Can you pick up the forum thread below about mountain biking after ACL reconstruction and continue it from its final sentence?

Excerpt:
======
# ACL Reconstruction



## rb_daniel (Aug 25, 2005)

Hello. I had ACL reconstruction back in June, the type using a double hamstring harvest. Recovery has been a long, grueling process, but I was finally cleared to mtb again this past Thursday, and went for my first mtb ride since June yesterday (Saturday). I had already been riding cross on gravel roads and double track for several months, and it has been going well. The one area that seems to remain uncomfortable is pedaling while standing, at the top of the pedal stroke. Basically the little push forward. I've been doing barbell squats and deadlifts and that seems to have helped a bit on the cross bike, but I noticed that it felt quite a bit different on the mountain bike yesterday, and was still somewhat uncomfortable. 

Any of you fellow ACL reconstruction veterans out there go through the same thing and have any pointers?

Thanks in advance. It's great to just be able to ride again.


----------



## repoman (Jun 15, 2006)

I had my ACL reconstructed about 6 weeks ago at the beginning of April. I had the Patellar graft procedure. 

So far progress has seemed really slow, though I have been positively religious with my PT. I've been on a stationary bike for the past 2 weeks and doing a lot of exercises to strengthen my quad and other supporting leg muscles. My knee is still pretty achy, and I really can't walk very far at this point. My Doc expects full sports recovery in 6 months, MTB as early as July. I sure hope he is right, but it seems a bit optimistic to me right now.

How is your recovery progressing?


----------



## snowgypsy (Jun 5, 2011)

I had my ACL reconstruction about 13 months ago. I'm not the best example - I had a lot of complications and another surgery as a result at about the 6 month mark to remove scar tissue and correct a few issues.

PT is intense (I'm still going). Twice a week for about two hours at a time on top of daily rides and exercise routines. The most important aspect of the physical recovery was plyo. Basically, being able to be strong in motion (jumping, landing, leaping, fast feet, tele lunges, etc.). Full recovery for an athlete with nothing to do but recover is about 6 -8 months. Recovery for a "real" person is usually closer to 12 and for someone like me with complications, it's about 18 months. I was cleared to ride hard at about the 12 month mark and had been riding "easy" at the 4 month mark. Hard = techy, steep single track with consequence for failure and rides over 20 miles. Easy = I'm not going to fall or need to stress the joint or muscles.

I've been riding hard for about two months now and am finally seeing good results - good enough to plan my first endurance mountain bike race in June. 
I'm always going to deal with some lasting issues however, in large part due to those complications. 

Standing up on my bike and pedaling is difficult - I can do it but not sustain it for more than a few strokes before the joint begins to ache. This will go away with time, but by time we mean years.
Clipless pedals are out of the question. Again, this is due to my complication. I've had to move on to flats (which after getting the right ones, actually, I love). 
There are also the lingering mental questions and concerns. At times I give up on a difficult move simply because I don't believe that my knee will handle it or I fear that it will give out (though it won't).
======
Information shown:

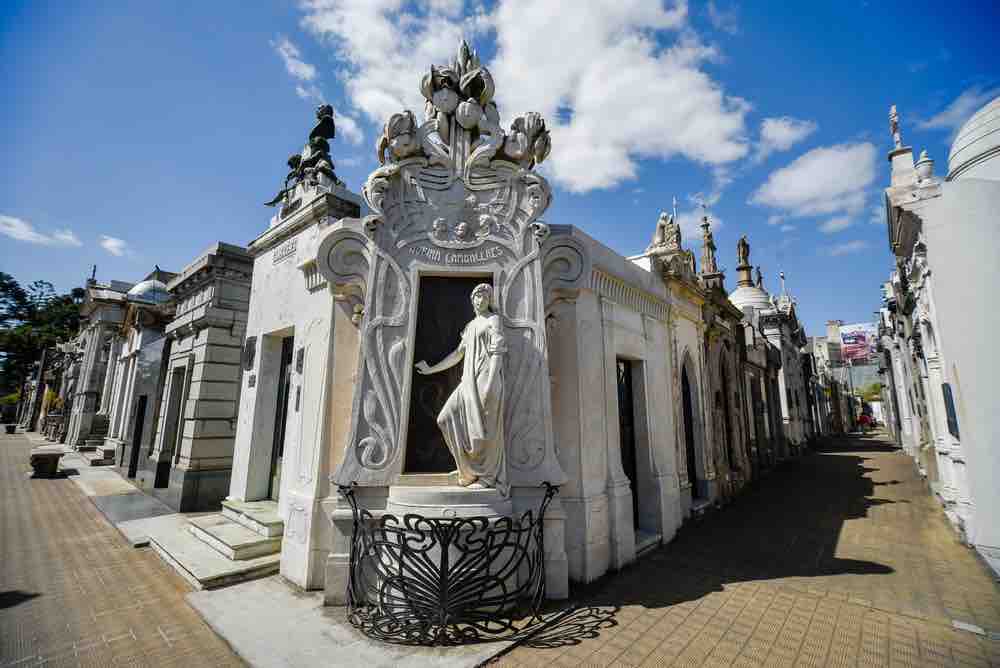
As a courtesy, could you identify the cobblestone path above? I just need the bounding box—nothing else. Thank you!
[0,435,243,668]
[497,430,1000,668]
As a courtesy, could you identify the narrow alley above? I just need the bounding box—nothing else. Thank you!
[498,435,1000,668]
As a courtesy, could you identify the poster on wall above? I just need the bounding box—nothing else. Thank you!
[840,322,878,362]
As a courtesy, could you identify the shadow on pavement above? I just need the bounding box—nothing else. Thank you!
[523,435,907,647]
[0,589,41,610]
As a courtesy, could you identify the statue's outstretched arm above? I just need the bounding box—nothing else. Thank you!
[416,345,465,376]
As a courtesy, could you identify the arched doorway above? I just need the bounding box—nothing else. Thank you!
[719,357,736,471]
[681,362,703,499]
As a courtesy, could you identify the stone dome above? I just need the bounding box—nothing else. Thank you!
======
Reply:
Another side effect? I like biking. I love biking. A lot. It gave me my strength, freedom, and confidence back. Day by day, ride by ride, the knee is improving and I'm looking forward to the season. Take it slow, listen to your body, and keep your goals realistic. This is the time to take care of yourself and to celebrate just how amazing it is to have two legs that work (most of the time).


----------



## edubfromktown (Sep 7, 2010)

I had an autograft ACL replacement (using the central one-third of my patellar tendon) 9 years ago (only major injury in 30 years of playing soccer). I had a long and drawn out rehab that took more than 1 year before I got 90+% flexibility back and it was more like 2 years before odd pains went away. I noticed it most when sitting and extending my leg straight in front of me, walking down stairs and something similar to what you describe when pedaling. 

For me, it was less a pain than an odd pressure sensation. I had a meniscus tear/repair and strained MCL too! I felt really comfortable ~2 years out and returned to most activities (other than I don't play soccer or run anymore since my cartilage is ~50% worn down from what the doc said).

The best thing to do is go sloowwww and build up strength and stability over time. I frequently do knee/quad, calf and hamstring stretches before riding and haven't had any issues pedaling 60-80 milers on smoother terrain or 15-20 milers on extremely rocky and technical terrain.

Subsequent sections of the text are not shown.